# If you breed a black to a black and tan



## mharrisonjr26 (Feb 10, 2011)

If you were going to breed an all black(a+a) to a Black and tan (as+as) light saddle or mask or both would it improve the pigment of the progeny. Would it pass the heavier black coverage. I already understand that the whole litter would automatically be (as+a) but would it actually produce heavier saddiling or darker head if that makes sense.


----------



## Konotashi (Jan 11, 2010)

Don't take my answer as reliable, because I'm not entirely sure, but I do believe that a lot of breeders will use blacks to improve progeny's pigment.


----------



## lhczth (Apr 5, 2000)

You generally will get a much more extended blanket when you breed a black to a black/tan. Improvement of the mask will depend on what other genes the black dog carries since the gene responsible for the mask is separate.


----------



## mharrisonjr26 (Feb 10, 2011)

so only the color of the coat would def be effected and not the mask automatically


----------



## jaggirl47 (Jul 18, 2009)

mharrisonjr26 said:


> so only the color of the coat would def be effected and not the mask automatically


The mask is a total seperate gene. While the coloring of the GSD falls into the "a" alleles, the mask is under the "E" genes. Most GSD's are EmEm, which is 2 copies of the masking gene (meaning they can only pass a mask to their offspring). Occasionally, a GSD will be EmE, with only 1 copy of the masking gene.


----------



## mharrisonjr26 (Feb 10, 2011)

Work instructions:
1 – Return the passage of the breeding thread that runs from "# If you breed" down to "(Jan 11, 2010)".
2 – Using the breeding thread, answer each question:
(a) According to the thread, under which genes does the mask fall?
(b) What does the thread say breeding a black to a black/tan will generally produce?
(c) What gene pair does the thread say most GSDs have?
These rows come from a separate source and are unrelated to the thread.

Extracted data rows:

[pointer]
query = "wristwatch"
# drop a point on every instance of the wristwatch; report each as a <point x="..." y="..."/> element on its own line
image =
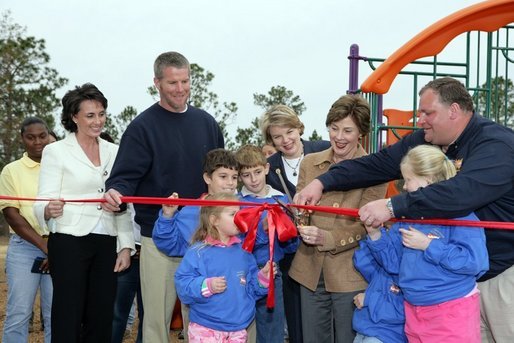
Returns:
<point x="389" y="206"/>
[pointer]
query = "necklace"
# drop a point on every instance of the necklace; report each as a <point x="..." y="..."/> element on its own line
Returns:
<point x="296" y="166"/>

Activity answers:
1 –
# If you breed a black to a black and tan



## mharrisonjr26 (Feb 10, 2011)

If you were going to breed an all black(a+a) to a Black and tan (as+as) light saddle or mask or both would it improve the pigment of the progeny. Would it pass the heavier black coverage. I already understand that the whole litter would automatically be (as+a) but would it actually produce heavier saddiling or darker head if that makes sense.


----------



## Konotashi (Jan 11, 2010)

2 –
(a) The "E" genes.
(b) A much more extended blanket.
(c) EmEm, which is two copies of the masking gene.